▶ Lesetext
Archiv für den Monat Dezember 2024

Seltenes Wetterphänomen in Mitteleuropa: Polare Stratosphärenwolken

Irisierende hohe Wolken am 16.12.24, Blick vom Flugsicherungstower Schwechat Richtung Süden bei Sonnenuntergang (15.52 MEZ), eigene Aufnahme

Der Montag, 16.12., war nicht nur ein spannender Wettertag mit ausgeprägtem Westföhn am Alpenostrand und hochreichenden Wellen. Immerhin gab es in den Niederungen verbreitet Böen von 80-90km/h, lokal auch 100 km/h, auf dem Hochschneeberg wurden 180 km/h gemessen. Zahlreiche Feuerwehreinsätze waren die Folge vor allem südlich von Wien. Auf der Rax mussten zwei junge Wanderinnen gerettet werden, die den Sturm unterschätzt haben.

Am Abend gab es die obige Wolkenstimmung mit ausgeprägten Föhnwolken (Altocumulus lenticularis). Über der schattigen dicken Wolke links ist klar der Schatten eines Kondensstreifens zu erkennen. Noch deutlich dahinter, also viel höher, schimmerten filigrane Wolkenstrukturen in den Regenbogenfarben („Perlmutt-Färbung“).

Es handelt sich sehr wahrscheinlich um „polare Stratosphärenwolken“ (PSCs), die in der Stratosphäre in Höhen um 20-30km auftreten. Voraussetzung ist eine Temperatur von unter -78°C. Im Winter in Polarregionen jenseits der 80° nördlicher/südlicher Breite geschieht das regelmäßig. Sie bestehen aus Kristallen von Schwefel- oder Salpetersäure, um die sich ein Eismantel bilden kann. Leuchtende Nachtwolken wären deutlich höher in 80-85km Höhe in der Mesopause.

Eine weitere Voraussetzung ist ein ungestörter Polarwirbel, sodass die Temperatur weit absinken kann, weil sonst durch die Meridionalisierung wärmere Luft eingemischt wird.

▶ Bereitgestellte Auflistung
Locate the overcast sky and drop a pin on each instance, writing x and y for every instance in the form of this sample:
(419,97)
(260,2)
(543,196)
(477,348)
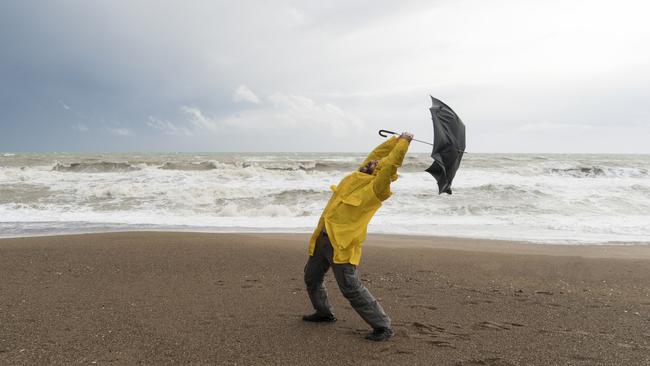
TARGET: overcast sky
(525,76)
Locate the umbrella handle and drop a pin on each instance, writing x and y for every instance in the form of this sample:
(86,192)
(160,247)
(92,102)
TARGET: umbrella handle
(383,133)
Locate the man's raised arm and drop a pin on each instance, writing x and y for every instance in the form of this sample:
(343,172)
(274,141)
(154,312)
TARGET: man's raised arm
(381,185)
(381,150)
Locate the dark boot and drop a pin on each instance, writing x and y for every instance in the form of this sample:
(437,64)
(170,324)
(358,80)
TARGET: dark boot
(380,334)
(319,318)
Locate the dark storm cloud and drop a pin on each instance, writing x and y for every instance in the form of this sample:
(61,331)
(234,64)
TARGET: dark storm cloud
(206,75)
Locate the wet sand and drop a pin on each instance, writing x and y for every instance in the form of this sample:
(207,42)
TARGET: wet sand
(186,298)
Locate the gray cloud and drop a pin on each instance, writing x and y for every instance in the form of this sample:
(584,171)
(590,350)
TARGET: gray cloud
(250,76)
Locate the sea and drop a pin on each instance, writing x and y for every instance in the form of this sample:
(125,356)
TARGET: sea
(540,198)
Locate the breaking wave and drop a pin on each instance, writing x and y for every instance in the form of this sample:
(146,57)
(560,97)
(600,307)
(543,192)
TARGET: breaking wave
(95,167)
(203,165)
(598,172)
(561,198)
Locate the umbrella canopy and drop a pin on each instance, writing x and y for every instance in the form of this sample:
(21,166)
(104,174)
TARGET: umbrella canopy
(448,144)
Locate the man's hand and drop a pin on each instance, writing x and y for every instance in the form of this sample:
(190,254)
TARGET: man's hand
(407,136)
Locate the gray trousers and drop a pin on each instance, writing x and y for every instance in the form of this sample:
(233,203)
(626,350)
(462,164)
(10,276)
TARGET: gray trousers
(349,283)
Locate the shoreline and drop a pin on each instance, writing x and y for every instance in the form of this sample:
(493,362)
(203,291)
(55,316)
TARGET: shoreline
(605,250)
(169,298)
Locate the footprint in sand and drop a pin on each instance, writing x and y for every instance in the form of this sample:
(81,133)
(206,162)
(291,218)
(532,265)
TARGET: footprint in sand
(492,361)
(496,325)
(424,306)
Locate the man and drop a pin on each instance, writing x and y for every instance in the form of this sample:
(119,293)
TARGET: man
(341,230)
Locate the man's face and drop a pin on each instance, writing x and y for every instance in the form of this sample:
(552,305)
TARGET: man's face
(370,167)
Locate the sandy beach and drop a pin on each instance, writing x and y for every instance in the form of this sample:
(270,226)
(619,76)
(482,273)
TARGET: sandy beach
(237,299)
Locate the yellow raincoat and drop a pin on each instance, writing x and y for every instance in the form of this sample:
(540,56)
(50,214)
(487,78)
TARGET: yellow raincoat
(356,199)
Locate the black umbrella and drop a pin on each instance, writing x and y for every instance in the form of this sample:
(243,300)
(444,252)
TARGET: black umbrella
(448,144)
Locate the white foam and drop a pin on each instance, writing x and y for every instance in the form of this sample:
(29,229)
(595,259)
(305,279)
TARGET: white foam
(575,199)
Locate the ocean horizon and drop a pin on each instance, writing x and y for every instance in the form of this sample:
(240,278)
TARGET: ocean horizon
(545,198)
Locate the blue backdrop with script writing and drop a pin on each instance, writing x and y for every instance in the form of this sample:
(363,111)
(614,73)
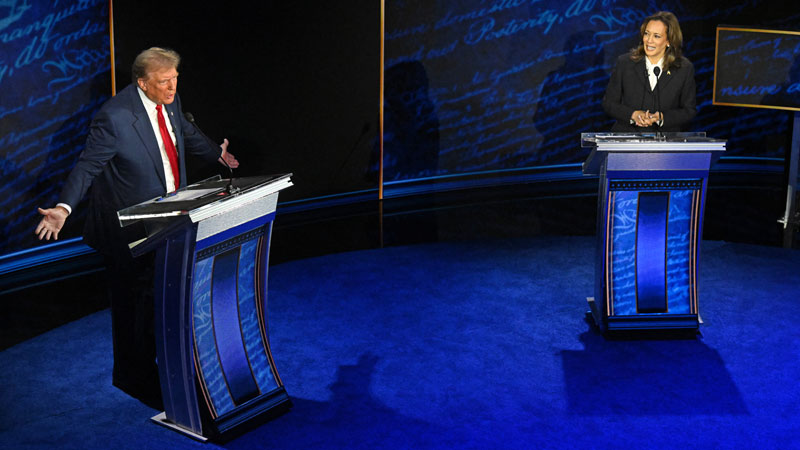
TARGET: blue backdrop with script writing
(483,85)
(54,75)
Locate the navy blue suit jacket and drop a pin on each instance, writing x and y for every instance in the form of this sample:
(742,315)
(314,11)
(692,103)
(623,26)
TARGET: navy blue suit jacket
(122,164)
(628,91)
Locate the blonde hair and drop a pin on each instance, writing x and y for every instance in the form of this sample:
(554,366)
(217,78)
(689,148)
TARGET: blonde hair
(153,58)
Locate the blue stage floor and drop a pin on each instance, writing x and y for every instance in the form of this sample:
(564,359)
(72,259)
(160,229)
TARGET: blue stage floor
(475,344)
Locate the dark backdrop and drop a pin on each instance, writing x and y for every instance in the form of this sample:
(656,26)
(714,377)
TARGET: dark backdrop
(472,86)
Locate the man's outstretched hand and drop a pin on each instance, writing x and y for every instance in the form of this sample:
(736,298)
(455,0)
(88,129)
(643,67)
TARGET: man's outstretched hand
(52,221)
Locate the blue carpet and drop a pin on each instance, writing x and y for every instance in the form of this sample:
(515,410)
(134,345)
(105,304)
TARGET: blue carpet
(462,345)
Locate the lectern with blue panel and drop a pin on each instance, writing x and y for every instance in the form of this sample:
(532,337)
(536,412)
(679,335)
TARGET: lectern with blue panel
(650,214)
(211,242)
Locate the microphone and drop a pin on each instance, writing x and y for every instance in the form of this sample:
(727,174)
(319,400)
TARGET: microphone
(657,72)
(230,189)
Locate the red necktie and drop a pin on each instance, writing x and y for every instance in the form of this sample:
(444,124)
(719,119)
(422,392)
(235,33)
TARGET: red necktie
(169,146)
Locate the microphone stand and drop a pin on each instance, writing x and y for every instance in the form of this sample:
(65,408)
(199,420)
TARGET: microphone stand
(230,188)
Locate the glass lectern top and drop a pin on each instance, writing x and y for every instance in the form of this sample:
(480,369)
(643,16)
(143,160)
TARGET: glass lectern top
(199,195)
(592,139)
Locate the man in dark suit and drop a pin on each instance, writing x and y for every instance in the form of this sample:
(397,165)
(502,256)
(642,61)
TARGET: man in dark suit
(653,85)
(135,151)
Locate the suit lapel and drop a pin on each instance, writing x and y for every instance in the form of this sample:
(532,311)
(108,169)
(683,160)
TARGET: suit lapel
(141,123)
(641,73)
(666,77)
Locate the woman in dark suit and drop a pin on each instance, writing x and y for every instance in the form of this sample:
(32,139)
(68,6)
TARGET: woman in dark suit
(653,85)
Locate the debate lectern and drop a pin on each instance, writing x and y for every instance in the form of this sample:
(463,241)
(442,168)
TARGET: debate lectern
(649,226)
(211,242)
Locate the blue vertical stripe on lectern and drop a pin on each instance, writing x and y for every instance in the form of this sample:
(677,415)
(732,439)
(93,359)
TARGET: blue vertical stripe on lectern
==
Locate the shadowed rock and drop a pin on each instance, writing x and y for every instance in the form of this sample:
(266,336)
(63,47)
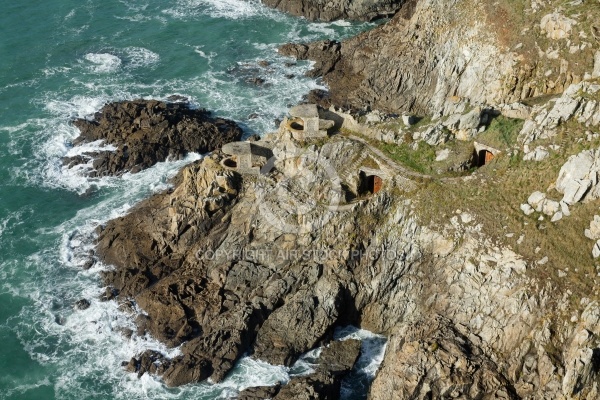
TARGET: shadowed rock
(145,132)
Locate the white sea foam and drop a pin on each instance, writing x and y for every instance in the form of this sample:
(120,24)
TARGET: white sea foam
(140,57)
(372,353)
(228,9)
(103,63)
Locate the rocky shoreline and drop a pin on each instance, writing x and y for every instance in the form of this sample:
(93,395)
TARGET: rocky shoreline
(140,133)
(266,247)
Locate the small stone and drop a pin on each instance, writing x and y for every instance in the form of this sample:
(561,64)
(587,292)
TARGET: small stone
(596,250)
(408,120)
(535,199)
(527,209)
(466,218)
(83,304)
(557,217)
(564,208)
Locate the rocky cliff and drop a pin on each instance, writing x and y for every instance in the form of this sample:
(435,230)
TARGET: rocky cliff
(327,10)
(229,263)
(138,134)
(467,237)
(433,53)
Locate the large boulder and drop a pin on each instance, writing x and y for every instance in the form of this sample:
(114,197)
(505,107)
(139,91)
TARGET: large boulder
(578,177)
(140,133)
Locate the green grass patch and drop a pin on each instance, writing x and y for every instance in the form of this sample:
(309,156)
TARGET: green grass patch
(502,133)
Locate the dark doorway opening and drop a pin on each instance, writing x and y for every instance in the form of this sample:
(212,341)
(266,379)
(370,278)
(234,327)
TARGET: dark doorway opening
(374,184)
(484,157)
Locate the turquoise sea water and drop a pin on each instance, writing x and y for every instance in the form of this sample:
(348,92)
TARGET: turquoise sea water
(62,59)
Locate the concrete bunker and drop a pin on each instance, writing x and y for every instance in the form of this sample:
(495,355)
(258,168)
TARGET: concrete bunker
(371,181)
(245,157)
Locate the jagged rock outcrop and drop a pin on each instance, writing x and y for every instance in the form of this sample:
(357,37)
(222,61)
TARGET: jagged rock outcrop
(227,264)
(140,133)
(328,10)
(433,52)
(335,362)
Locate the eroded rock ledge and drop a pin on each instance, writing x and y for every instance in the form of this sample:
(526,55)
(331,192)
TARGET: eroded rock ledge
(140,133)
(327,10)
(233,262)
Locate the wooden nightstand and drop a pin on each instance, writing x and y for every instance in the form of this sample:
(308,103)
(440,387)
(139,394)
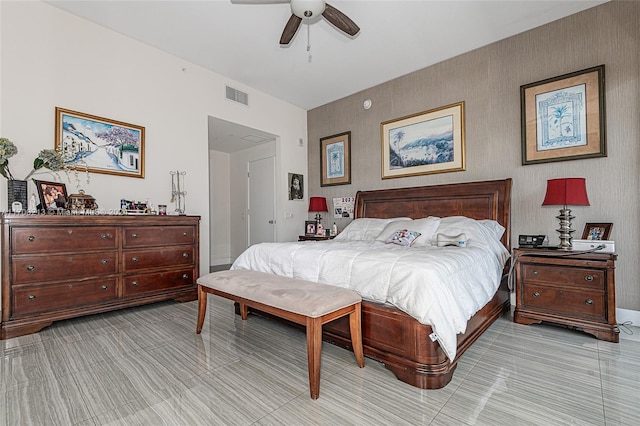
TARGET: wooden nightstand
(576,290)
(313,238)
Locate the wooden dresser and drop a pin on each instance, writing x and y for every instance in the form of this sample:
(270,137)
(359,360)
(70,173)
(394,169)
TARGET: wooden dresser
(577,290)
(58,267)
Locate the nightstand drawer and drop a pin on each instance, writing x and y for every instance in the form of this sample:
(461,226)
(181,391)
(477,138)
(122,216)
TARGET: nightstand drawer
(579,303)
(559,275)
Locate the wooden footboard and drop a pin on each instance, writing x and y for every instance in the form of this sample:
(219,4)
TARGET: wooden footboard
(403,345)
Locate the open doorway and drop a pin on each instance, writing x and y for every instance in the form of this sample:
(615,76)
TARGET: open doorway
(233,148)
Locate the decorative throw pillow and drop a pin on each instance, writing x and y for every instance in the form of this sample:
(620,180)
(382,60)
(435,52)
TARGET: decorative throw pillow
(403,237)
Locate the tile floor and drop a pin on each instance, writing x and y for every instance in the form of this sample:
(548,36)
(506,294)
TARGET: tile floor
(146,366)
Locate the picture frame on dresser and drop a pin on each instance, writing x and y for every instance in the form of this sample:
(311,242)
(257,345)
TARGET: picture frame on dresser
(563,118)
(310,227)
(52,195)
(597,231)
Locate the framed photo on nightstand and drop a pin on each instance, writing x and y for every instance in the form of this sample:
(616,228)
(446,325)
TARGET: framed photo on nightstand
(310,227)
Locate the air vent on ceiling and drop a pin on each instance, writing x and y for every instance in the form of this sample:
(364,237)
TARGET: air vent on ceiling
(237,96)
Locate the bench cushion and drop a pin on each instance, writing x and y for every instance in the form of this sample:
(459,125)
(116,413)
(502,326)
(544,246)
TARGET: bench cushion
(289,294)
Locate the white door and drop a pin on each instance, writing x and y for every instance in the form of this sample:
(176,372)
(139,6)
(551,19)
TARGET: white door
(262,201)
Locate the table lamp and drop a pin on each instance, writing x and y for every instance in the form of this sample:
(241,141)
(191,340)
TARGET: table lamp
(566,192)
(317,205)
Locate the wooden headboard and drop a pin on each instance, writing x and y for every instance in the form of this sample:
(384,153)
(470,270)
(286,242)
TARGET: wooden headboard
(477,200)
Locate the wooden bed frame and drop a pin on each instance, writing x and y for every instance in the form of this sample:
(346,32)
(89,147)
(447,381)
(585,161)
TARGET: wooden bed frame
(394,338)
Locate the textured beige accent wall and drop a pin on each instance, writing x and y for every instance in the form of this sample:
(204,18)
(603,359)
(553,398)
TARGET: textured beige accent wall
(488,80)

▶ Teile der Übung
a) Schreiben Sie aus dem Lesetext über polare Stratosphärenwolken den Abschnitt von „Am Abend gab“ bis einschließlich „in der Mesopause.“ wortgetreu ab.
b) Übertragen Sie nur den Abschnitt der Auflistung von der Zeile mit „Locate the man's outstretched“ bis einschließlich der Zeile mit „TARGET: blue vertical stripe on lectern“ in eine Markdown-Tabelle mit den Spalten „Nr.“ für die fortlaufende Zeilennummer und „Zeile“ für den Zeileninhalt. Leere Zeilen lassen Sie weg.
Der Lesetext und die Auflistung haben inhaltlich nichts miteinander zu tun.

▶ Gelöste Aufgaben
a)
Am Abend gab es die obige Wolkenstimmung mit ausgeprägten Föhnwolken (Altocumulus lenticularis). Über der schattigen dicken Wolke links ist klar der Schatten eines Kondensstreifens zu erkennen. Noch deutlich dahinter, also viel höher, schimmerten filigrane Wolkenstrukturen in den Regenbogenfarben („Perlmutt-Färbung“).

Es handelt sich sehr wahrscheinlich um „polare Stratosphärenwolken“ (PSCs), die in der Stratosphäre in Höhen um 20-30km auftreten. Voraussetzung ist eine Temperatur von unter -78°C. Im Winter in Polarregionen jenseits der 80° nördlicher/südlicher Breite geschieht das regelmäßig. Sie bestehen aus Kristallen von Schwefel- oder Salpetersäure, um die sich ein Eismantel bilden kann. Leuchtende Nachtwolken wären deutlich höher in 80-85km Höhe in der Mesopause.

b)
| Nr. | Zeile |
|---|---|
| 1 | Locate the man's outstretched hand and drop a pin on each instance, writing x and y for every instance in the form of this sample: |
| 2 | (736,298) |
| 3 | (455,0) |
| 4 | (88,129) |
| 5 | (643,67) |
| 6 | TARGET: man's outstretched hand |
| 7 | (52,221) |
| 8 | Locate the blue carpet and drop a pin on each instance, writing x and y for every instance in the form of this sample: |
| 9 | (515,410) |
| 10 | (134,345) |
| 11 | (105,304) |
| 12 | TARGET: blue carpet |
| 13 | (462,345) |
| 14 | Locate the lectern with blue panel and drop a pin on each instance, writing x and y for every instance in the form of this sample: |
| 15 | (532,337) |
| 16 | (536,412) |
| 17 | (679,335) |
| 18 | TARGET: lectern with blue panel |
| 19 | (650,214) |
| 20 | (211,242) |
| 21 | Locate the microphone and drop a pin on each instance, writing x and y for every instance in the form of this sample: |
| 22 | (727,174) |
| 23 | (319,400) |
| 24 | TARGET: microphone |
| 25 | (657,72) |
| 26 | (230,189) |
| 27 | Locate the red necktie and drop a pin on each instance, writing x and y for every instance in the form of this sample: |
| 28 | (444,124) |
| 29 | (719,119) |
| 30 | (422,392) |
| 31 | (235,33) |
| 32 | TARGET: red necktie |
| 33 | (169,146) |
| 34 | Locate the microphone stand and drop a pin on each instance, writing x and y for every instance in the form of this sample: |
| 35 | (65,408) |
| 36 | (199,420) |
| 37 | TARGET: microphone stand |
| 38 | (230,188) |
| 39 | Locate the glass lectern top and drop a pin on each instance, writing x and y for every instance in the form of this sample: |
| 40 | (480,369) |
| 41 | (643,16) |
| 42 | (143,160) |
| 43 | TARGET: glass lectern top |
| 44 | (199,195) |
| 45 | (592,139) |
| 46 | Locate the man in dark suit and drop a pin on each instance, writing x and y for every instance in the form of this sample: |
| 47 | (397,165) |
| 48 | (502,256) |
| 49 | (642,61) |
| 50 | TARGET: man in dark suit |
| 51 | (653,85) |
| 52 | (135,151) |
| 53 | Locate the suit lapel and drop a pin on each instance, writing x and y for every instance in the form of this sample: |
| 54 | (532,311) |
| 55 | (108,169) |
| 56 | (683,160) |
| 57 | TARGET: suit lapel |
| 58 | (141,123) |
| 59 | (641,73) |
| 60 | (666,77) |
| 61 | Locate the woman in dark suit and drop a pin on each instance, writing x and y for every instance in the form of this sample: |
| 62 | (32,139) |
| 63 | (68,6) |
| 64 | TARGET: woman in dark suit |
| 65 | (653,85) |
| 66 | Locate the debate lectern and drop a pin on each instance, writing x and y for every instance in the form of this sample: |
| 67 | (463,241) |
| 68 | (442,168) |
| 69 | TARGET: debate lectern |
| 70 | (649,226) |
| 71 | (211,242) |
| 72 | Locate the blue vertical stripe on lectern and drop a pin on each instance, writing x and y for every instance in the form of this sample: |
| 73 | (677,415) |
| 74 | (732,439) |
| 75 | (93,359) |
| 76 | TARGET: blue vertical stripe on lectern |